WHAT IS REQUIRED
Revise the stretch of entries from the line containing "Give a dot for each instance of the vole's back, drawn" through the line containing "<point>413,219</point>", changing every "vole's" to "mouse's" and leaving everything else untouched. Return only those lines.

Coordinate annotation entries
'''

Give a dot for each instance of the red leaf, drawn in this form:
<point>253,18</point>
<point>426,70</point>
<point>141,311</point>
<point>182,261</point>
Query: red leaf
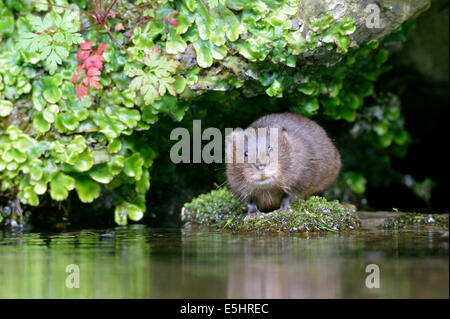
<point>94,61</point>
<point>82,55</point>
<point>93,72</point>
<point>102,48</point>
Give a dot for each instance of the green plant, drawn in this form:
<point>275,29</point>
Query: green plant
<point>163,60</point>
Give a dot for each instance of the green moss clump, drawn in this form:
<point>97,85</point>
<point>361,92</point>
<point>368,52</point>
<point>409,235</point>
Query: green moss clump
<point>412,219</point>
<point>220,210</point>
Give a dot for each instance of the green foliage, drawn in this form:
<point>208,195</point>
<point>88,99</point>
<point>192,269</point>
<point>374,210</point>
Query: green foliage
<point>51,37</point>
<point>51,143</point>
<point>156,78</point>
<point>219,209</point>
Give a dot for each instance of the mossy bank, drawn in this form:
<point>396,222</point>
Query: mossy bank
<point>220,210</point>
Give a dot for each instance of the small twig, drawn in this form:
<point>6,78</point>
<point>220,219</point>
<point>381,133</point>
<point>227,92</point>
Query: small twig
<point>112,36</point>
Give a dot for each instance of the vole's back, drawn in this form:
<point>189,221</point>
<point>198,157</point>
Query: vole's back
<point>312,163</point>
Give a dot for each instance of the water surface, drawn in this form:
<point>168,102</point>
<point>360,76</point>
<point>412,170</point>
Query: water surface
<point>140,262</point>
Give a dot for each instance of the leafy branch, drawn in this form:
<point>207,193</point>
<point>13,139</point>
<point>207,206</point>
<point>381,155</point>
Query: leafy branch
<point>156,78</point>
<point>52,37</point>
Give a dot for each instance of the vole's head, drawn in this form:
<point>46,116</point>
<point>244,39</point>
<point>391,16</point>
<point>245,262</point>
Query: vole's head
<point>256,155</point>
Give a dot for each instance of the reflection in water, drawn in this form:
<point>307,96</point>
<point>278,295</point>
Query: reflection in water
<point>138,262</point>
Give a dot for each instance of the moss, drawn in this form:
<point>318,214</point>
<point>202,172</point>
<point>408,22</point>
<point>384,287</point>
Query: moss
<point>220,210</point>
<point>52,143</point>
<point>413,219</point>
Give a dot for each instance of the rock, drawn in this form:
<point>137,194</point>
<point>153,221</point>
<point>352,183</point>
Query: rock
<point>392,13</point>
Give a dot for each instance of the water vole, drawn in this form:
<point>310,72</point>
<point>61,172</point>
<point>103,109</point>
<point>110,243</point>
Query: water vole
<point>294,159</point>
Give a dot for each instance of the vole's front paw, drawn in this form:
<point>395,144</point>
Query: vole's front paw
<point>253,215</point>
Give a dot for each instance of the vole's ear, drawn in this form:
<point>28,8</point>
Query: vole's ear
<point>231,137</point>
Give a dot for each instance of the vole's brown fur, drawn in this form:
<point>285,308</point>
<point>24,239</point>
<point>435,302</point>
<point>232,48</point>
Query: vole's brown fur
<point>308,163</point>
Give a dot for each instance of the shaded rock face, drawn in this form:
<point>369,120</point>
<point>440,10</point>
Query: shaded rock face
<point>364,13</point>
<point>427,48</point>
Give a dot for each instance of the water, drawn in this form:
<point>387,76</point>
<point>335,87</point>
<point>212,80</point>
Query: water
<point>141,262</point>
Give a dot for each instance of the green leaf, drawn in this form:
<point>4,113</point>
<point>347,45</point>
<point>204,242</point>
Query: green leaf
<point>275,89</point>
<point>100,173</point>
<point>40,124</point>
<point>87,189</point>
<point>6,108</point>
<point>356,181</point>
<point>6,22</point>
<point>60,185</point>
<point>127,210</point>
<point>133,166</point>
<point>84,161</point>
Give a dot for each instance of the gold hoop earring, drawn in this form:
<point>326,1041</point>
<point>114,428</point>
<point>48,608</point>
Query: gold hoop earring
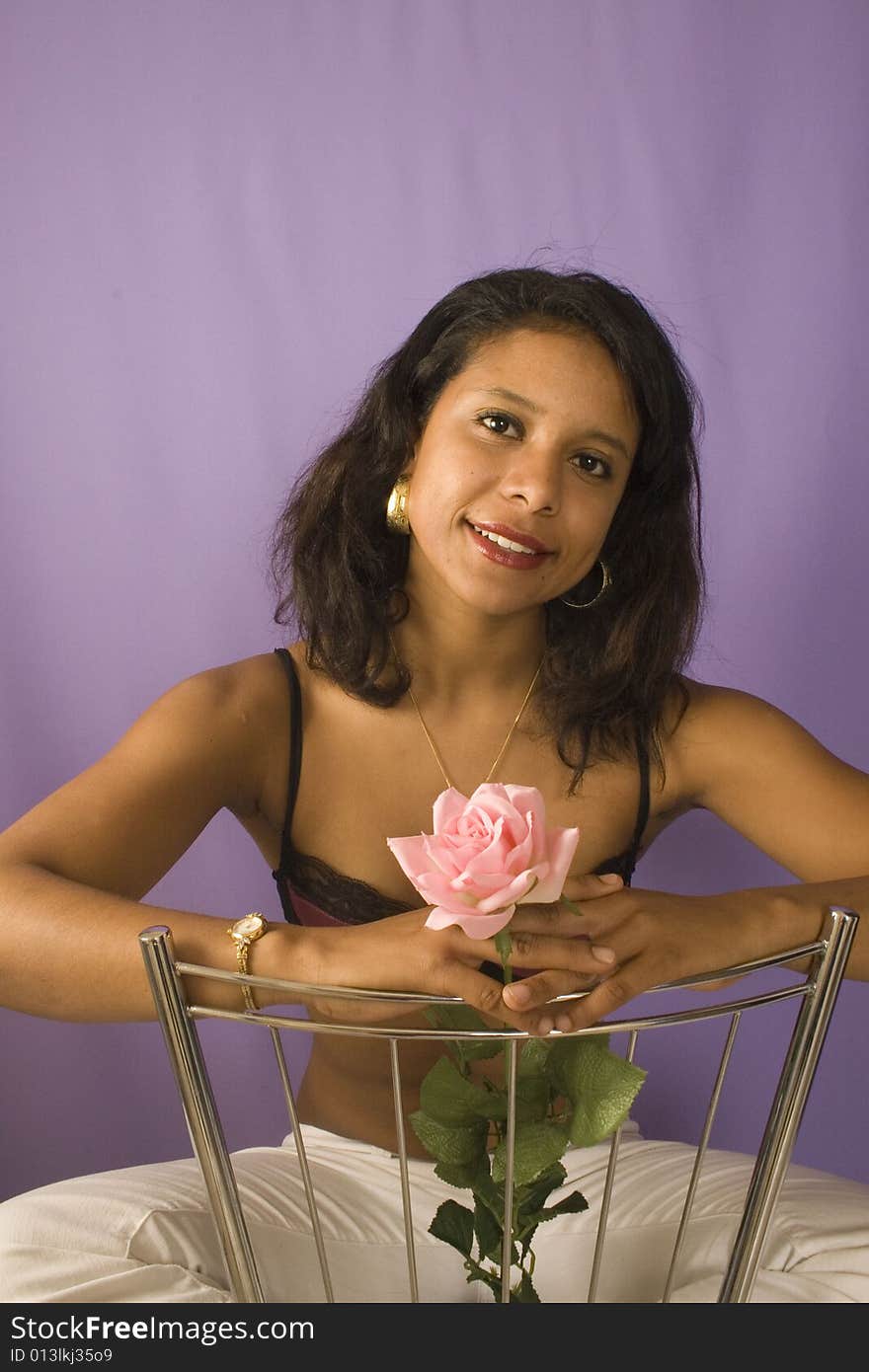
<point>397,506</point>
<point>605,582</point>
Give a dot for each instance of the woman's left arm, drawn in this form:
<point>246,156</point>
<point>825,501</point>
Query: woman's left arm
<point>770,781</point>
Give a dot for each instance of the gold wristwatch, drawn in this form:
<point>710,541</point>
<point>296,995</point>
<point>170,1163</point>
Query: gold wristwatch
<point>243,933</point>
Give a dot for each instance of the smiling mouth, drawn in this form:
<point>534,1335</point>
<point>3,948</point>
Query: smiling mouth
<point>502,541</point>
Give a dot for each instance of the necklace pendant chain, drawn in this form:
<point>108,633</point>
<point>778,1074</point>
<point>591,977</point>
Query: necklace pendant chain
<point>502,749</point>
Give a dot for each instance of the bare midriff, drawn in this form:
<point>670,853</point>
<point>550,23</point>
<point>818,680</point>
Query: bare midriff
<point>348,1086</point>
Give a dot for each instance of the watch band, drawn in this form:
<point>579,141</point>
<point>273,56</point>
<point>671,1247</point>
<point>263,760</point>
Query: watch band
<point>243,933</point>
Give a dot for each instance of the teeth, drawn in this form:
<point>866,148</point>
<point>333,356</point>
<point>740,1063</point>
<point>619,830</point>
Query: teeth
<point>504,542</point>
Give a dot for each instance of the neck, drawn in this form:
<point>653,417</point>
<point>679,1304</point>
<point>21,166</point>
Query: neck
<point>457,653</point>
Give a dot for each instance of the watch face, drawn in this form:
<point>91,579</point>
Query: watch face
<point>247,928</point>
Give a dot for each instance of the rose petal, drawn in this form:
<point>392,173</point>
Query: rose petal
<point>439,855</point>
<point>475,926</point>
<point>511,892</point>
<point>562,844</point>
<point>411,855</point>
<point>446,808</point>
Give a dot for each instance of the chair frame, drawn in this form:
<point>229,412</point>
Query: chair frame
<point>178,1017</point>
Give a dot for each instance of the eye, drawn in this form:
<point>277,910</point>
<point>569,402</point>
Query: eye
<point>592,464</point>
<point>499,422</point>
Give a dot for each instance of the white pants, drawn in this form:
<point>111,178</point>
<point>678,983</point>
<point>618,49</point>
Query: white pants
<point>146,1235</point>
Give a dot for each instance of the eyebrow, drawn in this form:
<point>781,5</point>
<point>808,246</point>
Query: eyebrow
<point>596,435</point>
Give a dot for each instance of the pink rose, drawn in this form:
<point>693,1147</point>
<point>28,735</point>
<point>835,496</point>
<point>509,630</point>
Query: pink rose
<point>488,855</point>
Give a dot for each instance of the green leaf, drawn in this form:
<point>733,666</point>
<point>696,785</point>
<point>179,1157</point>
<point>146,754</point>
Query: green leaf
<point>504,945</point>
<point>560,1065</point>
<point>600,1086</point>
<point>533,1058</point>
<point>461,1175</point>
<point>524,1293</point>
<point>574,1203</point>
<point>454,1224</point>
<point>490,1279</point>
<point>538,1146</point>
<point>447,1097</point>
<point>535,1195</point>
<point>489,1232</point>
<point>464,1019</point>
<point>447,1144</point>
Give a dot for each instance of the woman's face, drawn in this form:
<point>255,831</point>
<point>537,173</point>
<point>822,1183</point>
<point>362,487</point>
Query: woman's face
<point>519,470</point>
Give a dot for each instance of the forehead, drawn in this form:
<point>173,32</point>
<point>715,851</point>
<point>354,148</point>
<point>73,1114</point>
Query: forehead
<point>563,375</point>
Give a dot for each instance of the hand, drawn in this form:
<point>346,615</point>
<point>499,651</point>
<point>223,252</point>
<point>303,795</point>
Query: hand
<point>654,938</point>
<point>400,953</point>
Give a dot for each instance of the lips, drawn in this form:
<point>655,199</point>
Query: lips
<point>509,546</point>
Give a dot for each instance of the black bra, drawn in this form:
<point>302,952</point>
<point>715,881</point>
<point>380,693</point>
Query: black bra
<point>355,901</point>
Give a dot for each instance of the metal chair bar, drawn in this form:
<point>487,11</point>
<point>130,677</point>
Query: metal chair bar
<point>303,1165</point>
<point>178,1021</point>
<point>200,1114</point>
<point>604,1206</point>
<point>700,1154</point>
<point>419,998</point>
<point>788,1105</point>
<point>605,1027</point>
<point>403,1168</point>
<point>510,1167</point>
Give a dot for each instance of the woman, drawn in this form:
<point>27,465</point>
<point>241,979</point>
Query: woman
<point>521,614</point>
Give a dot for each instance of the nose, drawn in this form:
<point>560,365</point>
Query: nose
<point>534,479</point>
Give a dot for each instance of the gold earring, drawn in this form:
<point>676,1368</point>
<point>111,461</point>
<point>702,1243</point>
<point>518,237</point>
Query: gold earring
<point>397,506</point>
<point>605,580</point>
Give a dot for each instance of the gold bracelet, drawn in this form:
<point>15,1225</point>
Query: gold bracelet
<point>243,933</point>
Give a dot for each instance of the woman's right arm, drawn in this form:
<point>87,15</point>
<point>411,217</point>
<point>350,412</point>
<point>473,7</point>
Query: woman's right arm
<point>74,868</point>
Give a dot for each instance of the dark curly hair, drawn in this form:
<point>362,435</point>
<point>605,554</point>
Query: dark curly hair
<point>608,671</point>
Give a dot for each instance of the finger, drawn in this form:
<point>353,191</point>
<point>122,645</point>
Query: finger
<point>592,886</point>
<point>607,996</point>
<point>537,992</point>
<point>542,953</point>
<point>484,994</point>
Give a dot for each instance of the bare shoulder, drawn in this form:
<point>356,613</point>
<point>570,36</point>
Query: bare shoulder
<point>200,746</point>
<point>239,711</point>
<point>767,777</point>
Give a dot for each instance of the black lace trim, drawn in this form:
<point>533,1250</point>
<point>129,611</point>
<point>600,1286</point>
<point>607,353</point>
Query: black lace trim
<point>355,901</point>
<point>344,897</point>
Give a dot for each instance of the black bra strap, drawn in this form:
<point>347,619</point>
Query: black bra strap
<point>643,808</point>
<point>295,751</point>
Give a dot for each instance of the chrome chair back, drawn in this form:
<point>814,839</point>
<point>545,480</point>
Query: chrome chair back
<point>816,995</point>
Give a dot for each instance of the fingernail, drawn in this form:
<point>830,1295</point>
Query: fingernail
<point>516,995</point>
<point>602,953</point>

'''

TASK SOLUTION
Give a dot for each instance of the mouse's back, drawn in this form:
<point>189,221</point>
<point>198,157</point>
Query: mouse's back
<point>312,163</point>
Give a dot for each instance of the water surface, drawn in this form:
<point>168,102</point>
<point>360,76</point>
<point>412,170</point>
Query: water surface
<point>140,262</point>
Give a dot for each instance of the leafy branch, drawn in this form:
<point>207,193</point>
<point>13,139</point>
<point>207,206</point>
<point>381,155</point>
Query: leafy branch
<point>156,78</point>
<point>52,37</point>
Give a dot for each instance of the mouse's head, drawn in this form:
<point>46,116</point>
<point>244,39</point>
<point>391,16</point>
<point>245,262</point>
Query: mouse's head
<point>256,155</point>
Give a dot for each instance of the reflection in water, drawn in this form:
<point>307,96</point>
<point>278,295</point>
Query: reflection in water
<point>138,262</point>
Give a dot for each instance of the moss, drawn in this form:
<point>318,214</point>
<point>202,172</point>
<point>408,22</point>
<point>384,287</point>
Query: moss
<point>220,210</point>
<point>52,143</point>
<point>413,219</point>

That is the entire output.